## [Task objective]
Present every line of the entries below as a numbered list, omitting blank lines and leaving the pictures out.

*** Data extract

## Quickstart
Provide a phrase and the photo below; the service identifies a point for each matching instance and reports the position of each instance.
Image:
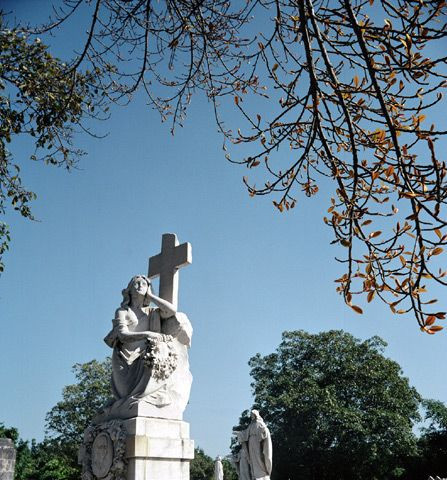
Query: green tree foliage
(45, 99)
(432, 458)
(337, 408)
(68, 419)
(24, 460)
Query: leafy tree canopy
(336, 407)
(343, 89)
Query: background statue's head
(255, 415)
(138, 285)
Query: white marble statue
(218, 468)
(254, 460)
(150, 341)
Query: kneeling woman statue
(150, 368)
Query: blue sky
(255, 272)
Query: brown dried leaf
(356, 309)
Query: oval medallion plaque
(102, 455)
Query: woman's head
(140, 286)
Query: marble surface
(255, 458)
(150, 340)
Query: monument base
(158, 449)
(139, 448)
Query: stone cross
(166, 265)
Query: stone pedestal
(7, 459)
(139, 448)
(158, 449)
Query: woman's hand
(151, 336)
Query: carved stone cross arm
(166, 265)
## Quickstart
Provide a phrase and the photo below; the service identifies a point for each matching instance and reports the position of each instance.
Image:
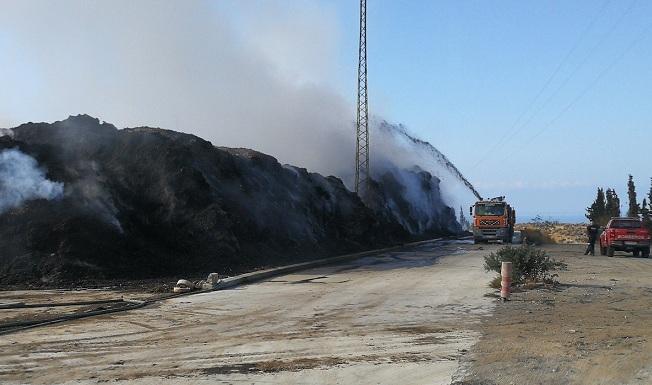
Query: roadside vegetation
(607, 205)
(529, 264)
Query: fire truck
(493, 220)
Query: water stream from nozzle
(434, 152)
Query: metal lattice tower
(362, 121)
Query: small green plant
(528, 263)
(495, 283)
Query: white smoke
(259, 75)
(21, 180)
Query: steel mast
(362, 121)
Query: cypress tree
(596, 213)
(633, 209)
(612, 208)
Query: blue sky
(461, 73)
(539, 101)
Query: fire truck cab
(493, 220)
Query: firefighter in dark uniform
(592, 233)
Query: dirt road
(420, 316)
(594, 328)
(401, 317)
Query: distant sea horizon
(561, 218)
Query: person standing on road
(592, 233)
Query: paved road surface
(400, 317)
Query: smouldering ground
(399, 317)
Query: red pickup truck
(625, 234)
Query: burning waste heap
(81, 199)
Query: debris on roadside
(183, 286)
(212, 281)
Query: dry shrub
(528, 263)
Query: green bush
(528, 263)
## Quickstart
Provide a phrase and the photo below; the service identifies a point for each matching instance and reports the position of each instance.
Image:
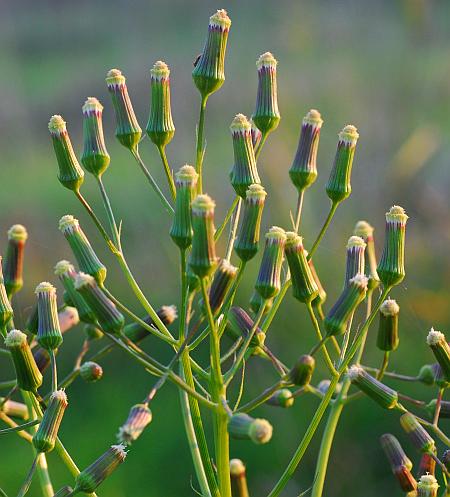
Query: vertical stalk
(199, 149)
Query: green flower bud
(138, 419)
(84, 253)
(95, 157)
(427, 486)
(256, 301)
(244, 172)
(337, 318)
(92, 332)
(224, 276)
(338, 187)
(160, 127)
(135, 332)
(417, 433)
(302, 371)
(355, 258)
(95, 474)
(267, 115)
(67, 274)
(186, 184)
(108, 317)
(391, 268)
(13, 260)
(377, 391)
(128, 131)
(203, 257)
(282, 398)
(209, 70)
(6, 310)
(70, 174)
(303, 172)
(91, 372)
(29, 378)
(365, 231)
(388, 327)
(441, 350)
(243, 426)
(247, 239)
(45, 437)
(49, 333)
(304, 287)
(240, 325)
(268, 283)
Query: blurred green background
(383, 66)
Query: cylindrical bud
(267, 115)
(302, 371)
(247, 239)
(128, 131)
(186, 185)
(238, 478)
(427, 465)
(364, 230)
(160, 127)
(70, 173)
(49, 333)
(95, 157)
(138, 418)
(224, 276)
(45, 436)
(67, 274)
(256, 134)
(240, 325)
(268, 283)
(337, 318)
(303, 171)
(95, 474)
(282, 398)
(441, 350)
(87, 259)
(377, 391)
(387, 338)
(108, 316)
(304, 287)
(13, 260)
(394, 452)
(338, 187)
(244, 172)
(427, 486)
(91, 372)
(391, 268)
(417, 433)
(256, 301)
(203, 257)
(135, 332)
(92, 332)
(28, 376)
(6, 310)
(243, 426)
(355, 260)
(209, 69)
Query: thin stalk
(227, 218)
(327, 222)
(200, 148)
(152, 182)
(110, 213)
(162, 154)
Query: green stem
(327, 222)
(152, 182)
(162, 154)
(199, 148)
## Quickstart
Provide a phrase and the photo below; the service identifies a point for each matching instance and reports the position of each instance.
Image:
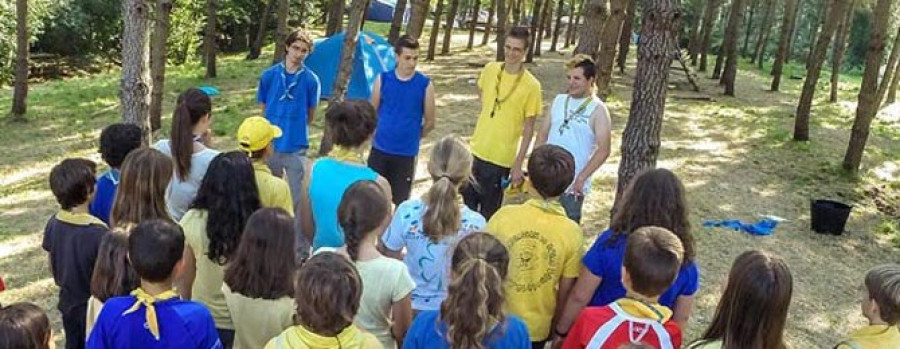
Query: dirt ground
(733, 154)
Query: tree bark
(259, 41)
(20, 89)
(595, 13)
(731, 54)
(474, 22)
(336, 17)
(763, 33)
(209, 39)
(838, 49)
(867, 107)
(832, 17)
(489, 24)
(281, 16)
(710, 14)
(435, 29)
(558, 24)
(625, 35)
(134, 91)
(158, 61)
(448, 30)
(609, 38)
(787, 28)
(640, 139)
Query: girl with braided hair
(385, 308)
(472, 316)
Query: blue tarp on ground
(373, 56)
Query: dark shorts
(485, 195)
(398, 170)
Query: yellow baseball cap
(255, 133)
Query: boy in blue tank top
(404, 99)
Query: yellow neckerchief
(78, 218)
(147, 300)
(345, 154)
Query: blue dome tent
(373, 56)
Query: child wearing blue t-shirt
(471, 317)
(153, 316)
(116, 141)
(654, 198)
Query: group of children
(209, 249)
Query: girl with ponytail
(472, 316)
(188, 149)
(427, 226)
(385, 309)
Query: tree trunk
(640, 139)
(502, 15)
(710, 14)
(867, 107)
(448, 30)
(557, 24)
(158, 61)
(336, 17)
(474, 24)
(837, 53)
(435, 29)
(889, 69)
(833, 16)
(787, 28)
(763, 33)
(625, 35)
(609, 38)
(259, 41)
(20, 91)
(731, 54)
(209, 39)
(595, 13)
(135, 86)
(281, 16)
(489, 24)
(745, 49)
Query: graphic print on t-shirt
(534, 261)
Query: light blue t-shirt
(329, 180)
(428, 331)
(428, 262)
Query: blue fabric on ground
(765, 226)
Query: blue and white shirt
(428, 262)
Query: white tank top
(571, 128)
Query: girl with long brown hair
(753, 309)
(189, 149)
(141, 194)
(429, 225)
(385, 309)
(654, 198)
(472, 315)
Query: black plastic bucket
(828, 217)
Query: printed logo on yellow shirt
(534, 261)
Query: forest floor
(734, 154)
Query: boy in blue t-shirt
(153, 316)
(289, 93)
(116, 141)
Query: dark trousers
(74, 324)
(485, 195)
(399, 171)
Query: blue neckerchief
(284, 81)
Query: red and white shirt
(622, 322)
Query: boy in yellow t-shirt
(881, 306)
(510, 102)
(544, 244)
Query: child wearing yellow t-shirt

******

## [Response to the exercise]
1. ## Quickstart
2. Provide a phrase and the photo below; the service identifies a point for each matching instance and reports the position of each instance.
3. Image:
4. Query: green tree foliage
5. (45, 99)
6. (432, 458)
7. (337, 408)
8. (68, 419)
9. (24, 460)
10. Query: leafy tree canopy
11. (336, 407)
12. (343, 89)
13. Query: background statue's head
14. (255, 415)
15. (138, 285)
16. Query: white marble statue
17. (218, 468)
18. (254, 460)
19. (150, 341)
20. Query: kneeling woman statue
21. (150, 368)
22. Query: blue sky
23. (255, 272)
24. Query: brown dried leaf
25. (356, 309)
26. Query: oval medallion plaque
27. (102, 455)
28. Query: woman's head
29. (140, 286)
30. Query: marble surface
31. (255, 458)
32. (150, 340)
33. Query: monument base
34. (158, 449)
35. (139, 448)
36. Query: stone cross
37. (166, 265)
38. Query: stone pedestal
39. (7, 459)
40. (139, 448)
41. (158, 449)
42. Query: woman's hand
43. (151, 336)
44. Query: carved stone cross arm
45. (166, 265)
46. ## Quickstart
47. Provide a phrase and the photo below; the service identifies a point for each matching instance and reports the position of each instance.
48. Image:
49. Query: roadside vegetation
50. (607, 205)
51. (529, 264)
52. Query: fire truck
53. (493, 220)
54. Query: water stream from nozzle
55. (434, 152)
56. Query: metal lattice tower
57. (362, 121)
58. Query: small green plant
59. (528, 263)
60. (495, 283)
61. Query: white smoke
62. (259, 75)
63. (21, 180)
64. Query: steel mast
65. (362, 121)
66. Query: cypress tree
67. (596, 213)
68. (633, 209)
69. (612, 208)
70. Query: blue sky
71. (461, 73)
72. (539, 101)
73. Query: fire truck cab
74. (493, 220)
75. Query: firefighter in dark uniform
76. (592, 233)
77. Query: dirt road
78. (420, 316)
79. (594, 328)
80. (401, 317)
81. Query: distant sea horizon
82. (561, 218)
83. Query: person standing on road
84. (592, 233)
85. Query: paved road surface
86. (400, 317)
87. Query: smouldering ground
88. (399, 317)
89. Query: red pickup truck
90. (625, 234)
91. Query: burning waste heap
92. (81, 199)
93. Query: debris on roadside
94. (183, 286)
95. (212, 281)
96. Query: dry shrub
97. (528, 263)
98. Query: green bush
99. (528, 263)
100. ## Quickstart
101. Provide a phrase and the photo below; the service identifies a point for each matching instance and reports the position of each instance.
102. Image:
103. Query: vertical stalk
104. (199, 149)
105. Query: green flower bud
106. (138, 419)
107. (84, 253)
108. (95, 157)
109. (427, 486)
110. (256, 301)
111. (244, 172)
112. (337, 318)
113. (92, 332)
114. (224, 276)
115. (338, 187)
116. (160, 127)
117. (135, 332)
118. (417, 433)
119. (302, 371)
120. (355, 258)
121. (95, 474)
122. (267, 115)
123. (67, 274)
124. (186, 184)
125. (108, 317)
126. (391, 268)
127. (13, 260)
128. (377, 391)
129. (128, 131)
130. (203, 257)
131. (282, 398)
132. (209, 70)
133. (6, 310)
134. (70, 174)
135. (303, 172)
136. (91, 372)
137. (29, 378)
138. (365, 231)
139. (388, 327)
140. (441, 350)
141. (243, 426)
142. (247, 239)
143. (45, 437)
144. (49, 333)
145. (304, 287)
146. (240, 325)
147. (268, 283)
148. Query: blurred green background
149. (383, 66)
150. Query: cylindrical bud
151. (267, 115)
152. (302, 371)
153. (247, 239)
154. (128, 131)
155. (186, 185)
156. (238, 478)
157. (427, 465)
158. (364, 230)
159. (160, 127)
160. (70, 173)
161. (49, 333)
162. (95, 157)
163. (138, 418)
164. (224, 276)
165. (45, 436)
166. (67, 274)
167. (256, 134)
168. (240, 325)
169. (268, 283)
170. (337, 318)
171. (303, 171)
172. (95, 474)
173. (282, 398)
174. (441, 350)
175. (87, 259)
176. (377, 391)
177. (387, 338)
178. (108, 316)
179. (304, 287)
180. (13, 260)
181. (394, 452)
182. (338, 187)
183. (244, 172)
184. (427, 486)
185. (91, 372)
186. (391, 268)
187. (417, 433)
188. (256, 301)
189. (203, 257)
190. (135, 332)
191. (92, 332)
192. (28, 376)
193. (6, 310)
194. (243, 426)
195. (355, 260)
196. (209, 69)
197. Query: thin stalk
198. (227, 218)
199. (327, 222)
200. (200, 148)
201. (152, 182)
202. (110, 213)
203. (162, 154)
204. Query: green stem
205. (327, 222)
206. (152, 182)
207. (162, 154)
208. (199, 148)
209. ## Quickstart
210. Provide a phrase and the photo below; the service identifies a point for each matching instance and reports the position of each instance.
211. Image:
212. Query: dirt ground
213. (733, 154)
214. Query: tree bark
215. (259, 41)
216. (20, 89)
217. (595, 13)
218. (731, 54)
219. (474, 22)
220. (336, 17)
221. (763, 33)
222. (209, 39)
223. (838, 49)
224. (867, 107)
225. (832, 17)
226. (489, 24)
227. (281, 16)
228. (710, 14)
229. (435, 29)
230. (558, 24)
231. (625, 35)
232. (134, 91)
233. (158, 61)
234. (448, 30)
235. (609, 38)
236. (787, 28)
237. (640, 139)
238. Query: girl with braided hair
239. (385, 308)
240. (472, 316)
241. Query: blue tarp on ground
242. (373, 56)
243. Query: dark shorts
244. (485, 195)
245. (398, 170)
246. Query: yellow baseball cap
247. (255, 133)
248. Query: boy in blue tank top
249. (404, 99)
250. Query: yellow neckerchief
251. (78, 218)
252. (147, 300)
253. (345, 154)
254. Query: blue dome tent
255. (373, 56)
256. Query: child wearing blue t-shirt
257. (471, 317)
258. (153, 316)
259. (116, 141)
260. (654, 198)
261. Query: group of children
262. (209, 249)
263. Query: girl with ponytail
264. (472, 316)
265. (188, 149)
266. (427, 226)
267. (385, 309)
268. Query: tree trunk
269. (640, 139)
270. (502, 15)
271. (710, 14)
272. (867, 107)
273. (448, 30)
274. (557, 24)
275. (158, 61)
276. (336, 17)
277. (474, 24)
278. (837, 53)
279. (435, 29)
280. (889, 69)
281. (833, 16)
282. (787, 28)
283. (763, 33)
284. (625, 35)
285. (609, 38)
286. (259, 41)
287. (20, 91)
288. (731, 54)
289. (209, 39)
290. (595, 13)
291. (135, 86)
292. (281, 16)
293. (489, 24)
294. (745, 49)
295. Query: graphic print on t-shirt
296. (534, 261)
297. Query: light blue t-shirt
298. (329, 180)
299. (428, 331)
300. (428, 262)
301. Query: blue fabric on ground
302. (765, 226)
303. Query: blue and white shirt
304. (428, 262)
305. Query: white tank top
306. (571, 128)
307. Query: girl with long brown hair
308. (753, 309)
309. (189, 149)
310. (141, 194)
311. (429, 225)
312. (385, 309)
313. (654, 198)
314. (472, 315)
315. Query: black plastic bucket
316. (828, 217)
317. Query: printed logo on yellow shirt
318. (534, 261)
319. Query: forest floor
320. (734, 154)
321. Query: boy in blue t-shirt
322. (153, 316)
323. (289, 93)
324. (116, 141)
325. Query: dark trousers
326. (74, 324)
327. (485, 195)
328. (399, 171)
329. Query: blue neckerchief
330. (284, 81)
331. Query: red and white shirt
332. (622, 322)
333. Query: boy in yellow t-shirt
334. (881, 306)
335. (510, 102)
336. (544, 244)
337. Query: child wearing yellow t-shirt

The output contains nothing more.